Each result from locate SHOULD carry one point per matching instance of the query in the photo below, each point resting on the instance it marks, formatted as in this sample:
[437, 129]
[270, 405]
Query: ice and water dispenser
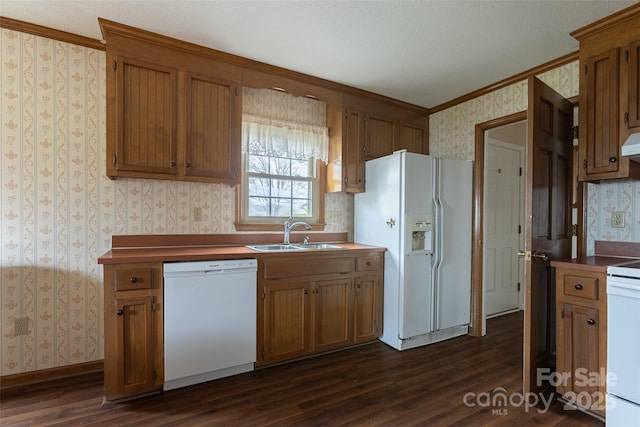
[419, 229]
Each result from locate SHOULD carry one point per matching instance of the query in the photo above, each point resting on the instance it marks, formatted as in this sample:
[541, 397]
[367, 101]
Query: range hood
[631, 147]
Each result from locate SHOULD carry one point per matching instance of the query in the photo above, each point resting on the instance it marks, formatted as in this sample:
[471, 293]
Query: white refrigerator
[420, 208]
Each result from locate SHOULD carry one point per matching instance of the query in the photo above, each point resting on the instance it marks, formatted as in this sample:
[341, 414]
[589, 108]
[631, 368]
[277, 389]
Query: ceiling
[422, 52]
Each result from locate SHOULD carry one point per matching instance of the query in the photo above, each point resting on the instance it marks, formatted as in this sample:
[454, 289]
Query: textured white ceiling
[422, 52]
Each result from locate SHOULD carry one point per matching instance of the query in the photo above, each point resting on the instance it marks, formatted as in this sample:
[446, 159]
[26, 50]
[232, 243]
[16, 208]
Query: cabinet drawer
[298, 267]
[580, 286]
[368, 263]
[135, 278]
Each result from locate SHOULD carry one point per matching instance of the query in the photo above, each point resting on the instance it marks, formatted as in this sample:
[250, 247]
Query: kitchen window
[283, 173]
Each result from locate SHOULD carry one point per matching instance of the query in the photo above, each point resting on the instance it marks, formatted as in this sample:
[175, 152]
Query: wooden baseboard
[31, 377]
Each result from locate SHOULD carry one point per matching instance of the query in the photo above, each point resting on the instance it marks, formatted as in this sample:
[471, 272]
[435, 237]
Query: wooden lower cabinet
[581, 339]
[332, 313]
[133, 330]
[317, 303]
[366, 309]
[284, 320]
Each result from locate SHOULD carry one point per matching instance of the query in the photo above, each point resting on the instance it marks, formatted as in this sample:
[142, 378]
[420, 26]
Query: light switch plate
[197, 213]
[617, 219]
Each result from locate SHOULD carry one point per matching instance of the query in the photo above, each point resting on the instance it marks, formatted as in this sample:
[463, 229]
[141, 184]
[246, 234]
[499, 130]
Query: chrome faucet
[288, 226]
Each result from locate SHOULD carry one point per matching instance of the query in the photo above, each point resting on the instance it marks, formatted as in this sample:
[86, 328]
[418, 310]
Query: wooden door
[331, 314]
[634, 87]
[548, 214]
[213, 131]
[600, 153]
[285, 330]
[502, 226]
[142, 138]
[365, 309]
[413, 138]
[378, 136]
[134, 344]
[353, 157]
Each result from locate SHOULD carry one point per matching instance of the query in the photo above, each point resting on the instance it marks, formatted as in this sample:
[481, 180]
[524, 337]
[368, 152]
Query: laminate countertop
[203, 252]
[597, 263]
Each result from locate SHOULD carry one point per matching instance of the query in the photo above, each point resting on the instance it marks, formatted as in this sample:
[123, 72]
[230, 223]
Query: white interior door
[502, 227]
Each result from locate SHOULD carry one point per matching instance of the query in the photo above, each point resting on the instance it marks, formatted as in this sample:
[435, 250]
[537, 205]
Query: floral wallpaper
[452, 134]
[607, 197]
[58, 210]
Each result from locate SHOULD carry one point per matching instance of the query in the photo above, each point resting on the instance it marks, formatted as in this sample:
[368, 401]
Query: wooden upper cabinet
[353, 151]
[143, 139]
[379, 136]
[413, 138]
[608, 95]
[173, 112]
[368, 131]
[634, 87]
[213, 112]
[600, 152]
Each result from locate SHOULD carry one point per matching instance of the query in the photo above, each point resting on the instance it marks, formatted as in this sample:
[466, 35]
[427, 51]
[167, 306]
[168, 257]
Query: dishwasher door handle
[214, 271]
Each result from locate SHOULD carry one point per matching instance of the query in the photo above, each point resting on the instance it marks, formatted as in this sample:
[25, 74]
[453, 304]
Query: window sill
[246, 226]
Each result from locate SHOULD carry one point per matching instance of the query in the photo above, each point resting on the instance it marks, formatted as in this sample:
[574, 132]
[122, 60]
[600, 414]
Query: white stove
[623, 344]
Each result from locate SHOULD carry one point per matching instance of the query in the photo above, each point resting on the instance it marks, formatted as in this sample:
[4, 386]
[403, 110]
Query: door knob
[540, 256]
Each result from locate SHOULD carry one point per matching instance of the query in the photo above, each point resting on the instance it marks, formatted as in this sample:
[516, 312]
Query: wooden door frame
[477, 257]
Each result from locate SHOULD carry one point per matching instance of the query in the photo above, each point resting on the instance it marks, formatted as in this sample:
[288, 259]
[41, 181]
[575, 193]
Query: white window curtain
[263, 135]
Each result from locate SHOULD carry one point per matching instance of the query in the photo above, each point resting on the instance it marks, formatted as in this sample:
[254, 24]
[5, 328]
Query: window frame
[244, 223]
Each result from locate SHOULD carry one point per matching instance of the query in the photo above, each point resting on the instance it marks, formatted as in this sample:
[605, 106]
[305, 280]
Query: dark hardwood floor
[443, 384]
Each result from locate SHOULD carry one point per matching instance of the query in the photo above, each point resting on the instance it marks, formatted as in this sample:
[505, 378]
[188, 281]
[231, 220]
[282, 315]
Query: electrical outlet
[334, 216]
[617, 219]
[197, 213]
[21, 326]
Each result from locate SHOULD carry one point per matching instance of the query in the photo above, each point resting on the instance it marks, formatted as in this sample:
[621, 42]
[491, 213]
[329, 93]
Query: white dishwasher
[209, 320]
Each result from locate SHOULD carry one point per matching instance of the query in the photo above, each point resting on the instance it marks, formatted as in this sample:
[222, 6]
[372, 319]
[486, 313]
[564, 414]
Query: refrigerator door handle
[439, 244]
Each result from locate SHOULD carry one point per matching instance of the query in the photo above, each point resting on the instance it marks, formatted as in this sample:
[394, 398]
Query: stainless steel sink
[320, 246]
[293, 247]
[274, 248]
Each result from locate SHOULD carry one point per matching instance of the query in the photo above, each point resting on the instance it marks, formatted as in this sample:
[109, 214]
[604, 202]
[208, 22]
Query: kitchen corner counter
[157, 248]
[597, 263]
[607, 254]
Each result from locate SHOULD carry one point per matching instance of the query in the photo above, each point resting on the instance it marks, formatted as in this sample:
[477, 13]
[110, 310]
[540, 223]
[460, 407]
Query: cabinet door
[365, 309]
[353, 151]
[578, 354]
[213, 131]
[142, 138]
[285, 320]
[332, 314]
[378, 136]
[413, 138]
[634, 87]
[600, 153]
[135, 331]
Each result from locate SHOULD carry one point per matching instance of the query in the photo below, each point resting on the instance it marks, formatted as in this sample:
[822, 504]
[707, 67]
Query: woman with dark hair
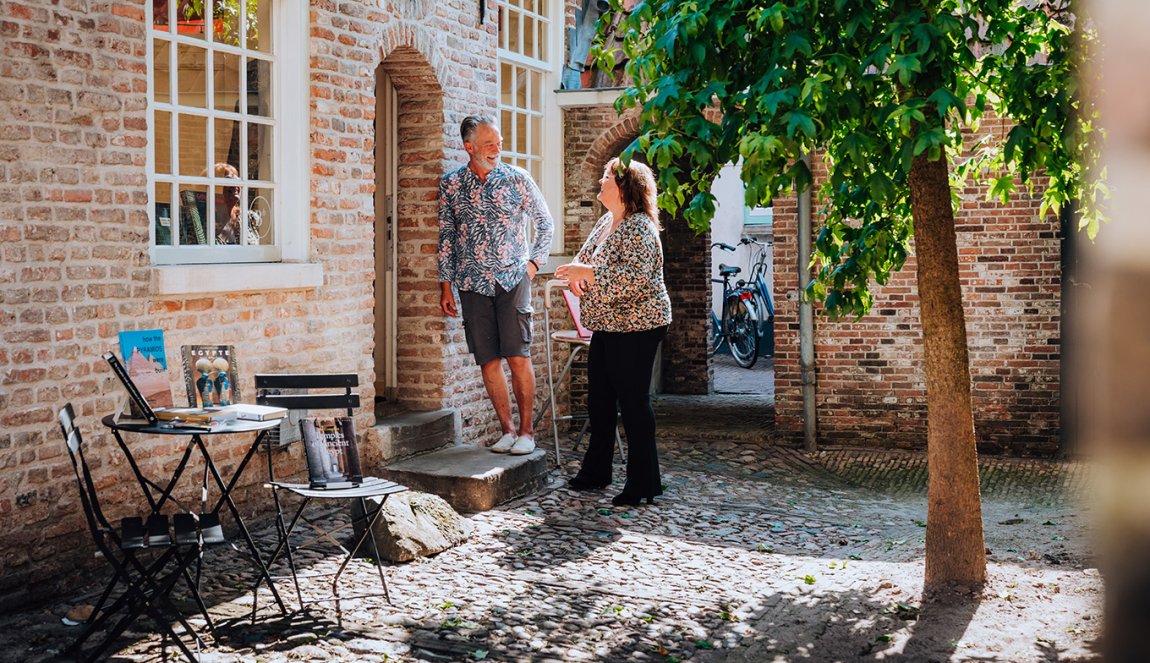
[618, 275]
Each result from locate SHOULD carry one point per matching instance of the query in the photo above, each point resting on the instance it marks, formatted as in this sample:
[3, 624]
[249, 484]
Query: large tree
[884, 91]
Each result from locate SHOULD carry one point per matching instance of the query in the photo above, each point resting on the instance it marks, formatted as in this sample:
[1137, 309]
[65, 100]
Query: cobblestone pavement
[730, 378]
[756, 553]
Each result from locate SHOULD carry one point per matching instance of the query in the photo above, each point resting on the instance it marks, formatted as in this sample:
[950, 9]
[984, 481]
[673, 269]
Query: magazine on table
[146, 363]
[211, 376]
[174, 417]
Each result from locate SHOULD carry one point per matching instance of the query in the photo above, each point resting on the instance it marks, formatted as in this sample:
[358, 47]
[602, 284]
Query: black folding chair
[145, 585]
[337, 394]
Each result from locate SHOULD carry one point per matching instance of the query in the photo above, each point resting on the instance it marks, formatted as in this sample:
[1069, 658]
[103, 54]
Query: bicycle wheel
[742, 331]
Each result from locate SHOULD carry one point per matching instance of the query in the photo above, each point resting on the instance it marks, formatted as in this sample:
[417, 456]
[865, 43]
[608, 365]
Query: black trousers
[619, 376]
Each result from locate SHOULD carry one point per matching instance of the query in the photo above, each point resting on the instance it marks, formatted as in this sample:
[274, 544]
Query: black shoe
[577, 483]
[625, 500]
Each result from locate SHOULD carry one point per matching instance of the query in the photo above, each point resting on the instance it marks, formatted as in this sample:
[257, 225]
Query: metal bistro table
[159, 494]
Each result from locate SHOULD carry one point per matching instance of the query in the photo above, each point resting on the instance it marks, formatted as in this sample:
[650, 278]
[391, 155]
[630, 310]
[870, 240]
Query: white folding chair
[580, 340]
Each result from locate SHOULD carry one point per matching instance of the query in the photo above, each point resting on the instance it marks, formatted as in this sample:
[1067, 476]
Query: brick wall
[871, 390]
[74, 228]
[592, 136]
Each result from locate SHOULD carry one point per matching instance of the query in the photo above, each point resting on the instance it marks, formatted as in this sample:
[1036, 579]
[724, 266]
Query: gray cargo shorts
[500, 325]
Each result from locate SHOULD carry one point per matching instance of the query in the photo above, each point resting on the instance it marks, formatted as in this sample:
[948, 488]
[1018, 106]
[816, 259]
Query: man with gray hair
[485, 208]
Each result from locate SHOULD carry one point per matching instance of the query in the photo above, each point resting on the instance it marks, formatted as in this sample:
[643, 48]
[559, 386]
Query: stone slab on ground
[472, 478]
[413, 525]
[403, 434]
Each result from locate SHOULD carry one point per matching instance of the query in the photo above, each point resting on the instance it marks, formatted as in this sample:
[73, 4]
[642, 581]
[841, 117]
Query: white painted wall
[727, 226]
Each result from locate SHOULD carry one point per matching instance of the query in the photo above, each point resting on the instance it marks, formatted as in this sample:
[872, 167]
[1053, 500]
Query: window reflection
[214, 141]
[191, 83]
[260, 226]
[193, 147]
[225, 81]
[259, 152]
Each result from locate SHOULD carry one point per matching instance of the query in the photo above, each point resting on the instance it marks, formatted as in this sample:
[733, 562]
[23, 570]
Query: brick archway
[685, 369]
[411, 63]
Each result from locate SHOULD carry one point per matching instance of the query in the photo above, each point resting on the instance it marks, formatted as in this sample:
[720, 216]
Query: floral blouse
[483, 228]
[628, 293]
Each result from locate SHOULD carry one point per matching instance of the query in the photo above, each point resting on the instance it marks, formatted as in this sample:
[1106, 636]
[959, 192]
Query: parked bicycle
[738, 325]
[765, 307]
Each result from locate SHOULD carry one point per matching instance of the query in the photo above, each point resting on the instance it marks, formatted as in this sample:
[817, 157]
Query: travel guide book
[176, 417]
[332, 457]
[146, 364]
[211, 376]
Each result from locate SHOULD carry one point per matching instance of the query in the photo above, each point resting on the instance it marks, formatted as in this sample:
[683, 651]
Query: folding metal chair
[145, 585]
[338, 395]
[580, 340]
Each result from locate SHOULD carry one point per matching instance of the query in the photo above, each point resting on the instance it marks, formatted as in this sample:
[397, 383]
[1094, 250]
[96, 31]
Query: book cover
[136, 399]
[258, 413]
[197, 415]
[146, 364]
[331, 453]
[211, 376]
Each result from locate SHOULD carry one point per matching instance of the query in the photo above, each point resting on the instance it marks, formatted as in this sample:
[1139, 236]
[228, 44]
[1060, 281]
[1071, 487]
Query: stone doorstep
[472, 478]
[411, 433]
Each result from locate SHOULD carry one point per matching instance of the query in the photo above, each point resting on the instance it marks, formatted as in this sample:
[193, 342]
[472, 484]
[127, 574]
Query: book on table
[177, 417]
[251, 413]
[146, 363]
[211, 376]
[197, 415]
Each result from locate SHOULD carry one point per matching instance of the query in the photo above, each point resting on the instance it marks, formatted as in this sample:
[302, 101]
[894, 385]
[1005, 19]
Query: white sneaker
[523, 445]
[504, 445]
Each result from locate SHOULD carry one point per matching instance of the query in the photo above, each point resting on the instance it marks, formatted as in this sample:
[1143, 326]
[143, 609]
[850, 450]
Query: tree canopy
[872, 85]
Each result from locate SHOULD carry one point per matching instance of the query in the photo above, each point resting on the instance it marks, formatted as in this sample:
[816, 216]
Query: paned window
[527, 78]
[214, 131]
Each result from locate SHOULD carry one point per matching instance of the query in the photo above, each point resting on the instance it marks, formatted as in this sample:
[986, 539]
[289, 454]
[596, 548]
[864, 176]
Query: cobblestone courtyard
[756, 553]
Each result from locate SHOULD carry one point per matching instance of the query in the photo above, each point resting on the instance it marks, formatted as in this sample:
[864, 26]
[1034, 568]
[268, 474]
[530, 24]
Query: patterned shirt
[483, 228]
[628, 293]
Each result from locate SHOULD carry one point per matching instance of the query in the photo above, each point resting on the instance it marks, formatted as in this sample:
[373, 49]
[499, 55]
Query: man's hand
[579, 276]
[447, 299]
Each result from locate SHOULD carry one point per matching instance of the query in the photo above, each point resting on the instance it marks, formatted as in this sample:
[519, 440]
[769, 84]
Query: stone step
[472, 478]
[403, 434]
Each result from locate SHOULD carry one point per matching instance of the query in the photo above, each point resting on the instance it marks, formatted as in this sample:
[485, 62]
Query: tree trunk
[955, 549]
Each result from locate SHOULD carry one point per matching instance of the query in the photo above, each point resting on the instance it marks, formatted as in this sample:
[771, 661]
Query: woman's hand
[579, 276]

-=-=-=-=-

**Stated problem**
Select every line of the items above that contains the string "handle", and copy each such line in full.

**Result**
Query: dishwasher door handle
Query: refrigerator door handle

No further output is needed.